SUPPLIED ENTRIES:
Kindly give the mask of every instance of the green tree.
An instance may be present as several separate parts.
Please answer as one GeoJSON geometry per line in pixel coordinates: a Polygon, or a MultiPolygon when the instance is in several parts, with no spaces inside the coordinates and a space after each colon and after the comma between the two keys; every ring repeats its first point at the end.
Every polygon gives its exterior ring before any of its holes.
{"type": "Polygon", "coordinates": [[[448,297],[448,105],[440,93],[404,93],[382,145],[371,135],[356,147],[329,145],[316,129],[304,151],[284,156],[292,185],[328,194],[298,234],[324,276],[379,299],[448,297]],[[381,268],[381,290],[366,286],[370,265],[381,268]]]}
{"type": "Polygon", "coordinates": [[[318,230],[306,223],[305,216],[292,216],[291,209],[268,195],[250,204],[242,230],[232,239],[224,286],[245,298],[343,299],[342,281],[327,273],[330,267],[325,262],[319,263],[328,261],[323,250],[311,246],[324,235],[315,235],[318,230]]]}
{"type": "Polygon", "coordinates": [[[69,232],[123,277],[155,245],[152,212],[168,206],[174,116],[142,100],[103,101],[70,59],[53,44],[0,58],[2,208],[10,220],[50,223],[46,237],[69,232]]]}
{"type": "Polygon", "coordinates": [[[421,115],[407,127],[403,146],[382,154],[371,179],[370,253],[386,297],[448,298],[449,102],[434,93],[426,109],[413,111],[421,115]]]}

TASK PROMPT: What is wanted is the line containing "Please answer as" and every line after it through the last line of the entries, printed exactly.

RESPONSE BELOW:
Please answer as one GeoJSON geometry per line in pixel coordinates: a Polygon, or a MultiPolygon when the instance is in several parts, with no spaces inside the coordinates and a space after each colon and after the comma between the two keys; every ring repeats its first point at the end.
Every polygon gives its exterior ring before any of its holes.
{"type": "Polygon", "coordinates": [[[448,297],[448,105],[440,93],[404,93],[382,145],[371,135],[356,147],[329,145],[316,129],[304,151],[284,156],[292,185],[328,194],[298,234],[324,276],[379,299],[448,297]],[[381,268],[381,290],[366,286],[370,265],[381,268]]]}
{"type": "Polygon", "coordinates": [[[318,230],[306,223],[305,216],[292,216],[291,209],[268,195],[250,204],[242,230],[232,239],[224,286],[245,298],[343,299],[342,281],[327,273],[330,267],[325,262],[319,263],[328,261],[323,250],[311,246],[324,235],[315,235],[318,230]]]}
{"type": "Polygon", "coordinates": [[[69,232],[123,277],[155,245],[152,212],[168,206],[174,116],[142,100],[103,101],[70,59],[53,44],[0,58],[2,208],[10,220],[50,223],[46,237],[69,232]]]}
{"type": "Polygon", "coordinates": [[[421,115],[407,127],[403,146],[382,154],[371,179],[370,253],[386,297],[448,298],[449,102],[434,93],[426,109],[413,111],[421,115]]]}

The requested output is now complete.